**Supplied text**:
View Full Version : [SOLVED] Grub only offers 2.6.31-14-generic in 10.04
blue_bullet
May 10th, 2010, 08:29 PM
I can only boot 10.04 in an old kernel. I have managed to get myself completely confused. This all started last week when an update messed up my nVidia setting and for some strange reason destroyed my email in Thunderbird. I have recovered the email but am having to boot ubuntu in limited graphics mode. Here is some output from issuing the sudo update-grub command in a terminal window: Grub (or Grub 2) seems to be finding the newer kernels, but they are never offered when I reboot. Can anyone point me in the right direction?
rob@fargo:~$ uname -a
Linux fargo 2.6.31-14-generic #48-Ubuntu SMP Fri Oct 16 14:04:26 UTC 2009 i686 GNU/Linux
rob@fargo:~$ sudo update-grub
[sudo] password for rob:
Searching for GRUB installation directory ... found: /boot/grub
Searching for default file ... found: /boot/grub/default
Testing for an existing GRUB menu.lst file ... found: /boot/grub/menu.lst
Searching for splash image ... none found, skipping ...
Found kernel: /boot/vmlinuz-2.6.32-22-generic
Found kernel: /boot/vmlinuz-2.6.32-21-generic
Found kernel: /boot/vmlinuz-2.6.31-14-generic
Found kernel: /boot/vmlinuz-2.6.24-21-generic
Found GRUB 2: /boot/grub/core.img
Found kernel: /boot/memtest86+.bin
Updating /boot/grub/menu.lst ... done
rob@fargo:~$
davidmohammed
May 10th, 2010, 08:47 PM
try the following
gksudo /etc/default/grub
change the default value to 0 and then save the file
then
sudo update-grub
reboot.
blue_bullet
May 10th, 2010, 09:03 PM
try the following
gksudo /etc/default/grub
change the default value to 0 and then save the file
then
sudo update-grub
reboot.
I did gksu gedit /etc/default/grub instead.
Default value is already set to 0.
Here is what my grub file looks like:
rob@fargo:~$ cat /etc/default/grub
# If you change this file, run 'update-grub' afterwards to update
# /boot/grub/grub.cfg.

**Dataset entries**:
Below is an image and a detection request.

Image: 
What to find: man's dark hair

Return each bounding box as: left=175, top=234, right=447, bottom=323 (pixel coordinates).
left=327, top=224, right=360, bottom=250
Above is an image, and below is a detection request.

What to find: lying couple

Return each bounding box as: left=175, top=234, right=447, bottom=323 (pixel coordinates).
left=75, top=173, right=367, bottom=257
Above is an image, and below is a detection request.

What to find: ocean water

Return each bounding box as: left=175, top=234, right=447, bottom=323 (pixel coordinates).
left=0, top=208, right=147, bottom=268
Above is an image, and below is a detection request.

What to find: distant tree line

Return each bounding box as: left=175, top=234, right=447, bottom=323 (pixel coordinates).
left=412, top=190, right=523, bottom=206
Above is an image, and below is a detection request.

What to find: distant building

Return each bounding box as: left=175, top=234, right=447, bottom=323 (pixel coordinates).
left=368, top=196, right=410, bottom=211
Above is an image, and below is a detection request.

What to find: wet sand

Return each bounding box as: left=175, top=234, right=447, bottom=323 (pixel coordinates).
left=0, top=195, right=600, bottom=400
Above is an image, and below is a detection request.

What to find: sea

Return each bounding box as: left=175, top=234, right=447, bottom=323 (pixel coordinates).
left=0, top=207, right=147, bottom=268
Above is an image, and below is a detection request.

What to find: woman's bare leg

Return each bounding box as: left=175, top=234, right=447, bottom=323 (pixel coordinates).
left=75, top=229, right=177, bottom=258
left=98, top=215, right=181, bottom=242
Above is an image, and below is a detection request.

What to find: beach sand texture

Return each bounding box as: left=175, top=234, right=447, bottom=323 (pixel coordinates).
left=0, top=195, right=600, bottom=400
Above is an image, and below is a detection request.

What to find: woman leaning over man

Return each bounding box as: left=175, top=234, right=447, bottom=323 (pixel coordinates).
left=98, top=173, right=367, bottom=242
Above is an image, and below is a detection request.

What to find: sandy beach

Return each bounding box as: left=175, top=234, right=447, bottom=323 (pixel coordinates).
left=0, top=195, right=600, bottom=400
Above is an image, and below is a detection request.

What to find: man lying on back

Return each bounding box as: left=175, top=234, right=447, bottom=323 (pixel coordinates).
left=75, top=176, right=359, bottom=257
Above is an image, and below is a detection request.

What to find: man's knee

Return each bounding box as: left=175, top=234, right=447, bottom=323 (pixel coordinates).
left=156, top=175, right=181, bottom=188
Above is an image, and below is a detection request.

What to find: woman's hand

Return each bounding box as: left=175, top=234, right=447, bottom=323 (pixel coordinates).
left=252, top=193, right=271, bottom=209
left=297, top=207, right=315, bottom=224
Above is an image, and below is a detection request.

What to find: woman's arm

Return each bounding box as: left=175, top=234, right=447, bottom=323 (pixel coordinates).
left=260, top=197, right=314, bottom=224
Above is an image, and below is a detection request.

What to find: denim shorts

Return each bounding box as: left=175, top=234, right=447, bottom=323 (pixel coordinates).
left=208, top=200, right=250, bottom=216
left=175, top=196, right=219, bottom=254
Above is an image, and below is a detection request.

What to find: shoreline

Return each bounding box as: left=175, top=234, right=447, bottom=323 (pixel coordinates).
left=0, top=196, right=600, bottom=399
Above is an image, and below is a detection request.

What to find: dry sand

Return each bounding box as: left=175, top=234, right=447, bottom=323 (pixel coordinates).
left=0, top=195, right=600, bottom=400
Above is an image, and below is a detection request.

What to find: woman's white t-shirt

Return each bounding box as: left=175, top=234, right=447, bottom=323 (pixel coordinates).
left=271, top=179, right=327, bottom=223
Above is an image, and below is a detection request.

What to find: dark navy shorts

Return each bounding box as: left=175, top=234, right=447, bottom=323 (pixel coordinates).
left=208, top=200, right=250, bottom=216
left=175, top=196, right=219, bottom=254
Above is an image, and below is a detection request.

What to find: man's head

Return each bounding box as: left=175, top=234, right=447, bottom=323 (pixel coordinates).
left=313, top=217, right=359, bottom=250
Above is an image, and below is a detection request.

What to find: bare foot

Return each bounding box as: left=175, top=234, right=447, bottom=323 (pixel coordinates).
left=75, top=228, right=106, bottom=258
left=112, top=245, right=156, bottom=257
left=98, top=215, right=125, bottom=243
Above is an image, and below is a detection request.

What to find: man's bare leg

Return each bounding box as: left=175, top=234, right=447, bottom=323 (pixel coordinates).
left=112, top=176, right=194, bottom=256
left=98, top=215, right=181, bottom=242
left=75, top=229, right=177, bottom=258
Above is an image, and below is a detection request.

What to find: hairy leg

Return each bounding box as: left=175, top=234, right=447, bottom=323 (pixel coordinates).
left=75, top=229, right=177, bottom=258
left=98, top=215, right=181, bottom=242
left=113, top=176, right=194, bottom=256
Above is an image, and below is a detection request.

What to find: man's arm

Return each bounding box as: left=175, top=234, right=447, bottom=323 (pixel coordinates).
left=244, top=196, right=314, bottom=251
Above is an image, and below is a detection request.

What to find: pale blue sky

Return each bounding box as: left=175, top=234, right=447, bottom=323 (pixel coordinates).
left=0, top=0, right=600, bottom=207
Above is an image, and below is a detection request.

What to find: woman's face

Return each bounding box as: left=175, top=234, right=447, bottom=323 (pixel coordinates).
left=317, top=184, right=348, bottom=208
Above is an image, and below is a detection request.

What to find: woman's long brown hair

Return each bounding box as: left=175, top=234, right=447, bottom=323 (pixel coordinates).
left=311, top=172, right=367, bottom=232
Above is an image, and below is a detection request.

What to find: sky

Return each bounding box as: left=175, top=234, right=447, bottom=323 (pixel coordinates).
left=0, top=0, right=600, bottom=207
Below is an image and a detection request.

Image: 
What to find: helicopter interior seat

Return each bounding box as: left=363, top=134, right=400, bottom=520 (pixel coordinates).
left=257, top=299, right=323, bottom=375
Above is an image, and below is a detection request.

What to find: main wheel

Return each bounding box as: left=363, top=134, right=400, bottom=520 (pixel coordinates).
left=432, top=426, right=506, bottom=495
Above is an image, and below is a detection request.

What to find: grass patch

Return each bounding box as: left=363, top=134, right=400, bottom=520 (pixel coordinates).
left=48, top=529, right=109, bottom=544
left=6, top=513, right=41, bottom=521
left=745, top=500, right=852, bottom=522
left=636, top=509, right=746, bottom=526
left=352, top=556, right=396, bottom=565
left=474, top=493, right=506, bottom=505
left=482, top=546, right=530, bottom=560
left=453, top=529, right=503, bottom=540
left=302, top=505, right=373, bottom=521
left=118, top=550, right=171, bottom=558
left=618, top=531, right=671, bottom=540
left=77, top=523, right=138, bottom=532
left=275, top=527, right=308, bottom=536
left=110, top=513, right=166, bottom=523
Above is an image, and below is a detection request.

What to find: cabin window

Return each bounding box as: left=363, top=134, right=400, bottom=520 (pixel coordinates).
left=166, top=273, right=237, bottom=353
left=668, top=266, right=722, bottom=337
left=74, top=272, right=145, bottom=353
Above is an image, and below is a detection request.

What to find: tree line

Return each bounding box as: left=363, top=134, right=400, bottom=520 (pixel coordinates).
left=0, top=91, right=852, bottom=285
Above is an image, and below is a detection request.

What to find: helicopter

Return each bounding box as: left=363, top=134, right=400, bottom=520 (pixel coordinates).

**Problems to work on**:
1. Reproduce the records from their first line through the line containing "left=75, top=173, right=367, bottom=257", including both of those lines.
2. Pick up the forum thread about Grub offering only the 2.6.31-14-generic kernel after its last line and carry it on.

**Answer list**:
1.
Below is an image and a detection request.

Image: 
What to find: man's dark hair

Return each bounding box as: left=175, top=234, right=447, bottom=323 (pixel coordinates).
left=327, top=224, right=360, bottom=250
Above is an image, and below is a detection request.

What to find: lying couple

Return each bounding box as: left=175, top=234, right=447, bottom=323 (pixel coordinates).
left=75, top=173, right=367, bottom=257

2.
GRUB_DEFAULT=0
#GRUB_HIDDEN_TIMEOUT=0
#GRUB_HIDDEN_TIMEOUT_QUIET=true
GRUB_TIMEOUT=10
GRUB_DISTRIBUTOR=`lsb_release -i -s 2> /dev/null || echo Debian`
GRUB_CMDLINE_LINUX_DEFAULT="quiet splash nomodeset video=uvesafb:mode_option=1280x1024-24,mtrr=3,scroll=ywrap"
#GRUB_CMDLINE_LINUX_DEFAULT="quiet splash"
GRUB_CMDLINE_LINUX=" vga=792 splash"
# Uncomment to disable graphical terminal (grub-pc only)
#GRUB_TERMINAL=console
# The resolution used on graphical terminal
# note that you can use only modes which your graphic card supports via VBE
# you can see them in real GRUB with the command `vbeinfo'
#GRUB_GFXMODE=640x480
GRUB_GFXMODE=1280x1024
# Uncomment if you don't want GRUB to pass "root=UUID=xxx" parameter to Linux
#GRUB_DISABLE_LINUX_UUID=true
# Uncomment to disable generation of recovery mode menu entrys
#GRUB_DISABLE_LINUX_RECOVERY="true"
rob@fargo:~$
davidmohammed
May 10th, 2010, 09:25 PM
hmmm - I note when you do a update-grub it says
Testing for an existing GRUB menu.lst file ... found: /boot/grub/menu.lst
I don't have this on my system probably because its a fresh install.
try renaming menu.lst to menu.lst.bak and rerunning sudo update-grub.
blue_bullet
May 10th, 2010, 09:46 PM
hmmm - I note when you do a update-grub it says
Testing for an existing GRUB menu.lst file ... found: /boot/grub/menu.lst
I don't have this on my system probably because its a fresh install.
try renaming menu.lst to menu.lst.bak and rerunning sudo update-grub.
Good catch. I did that and update-grub said it could not find it and offered to create it. I said no and rebooted. Still the old kernel 2.6.31-14-generic (and recovery mode) is the only kernel offered. I did an upgrade from 9.10 to 10.04 rather than a fresh install. I have backed up my home directory to an external hd so I may just try a fresh install and get my data back from the external hd.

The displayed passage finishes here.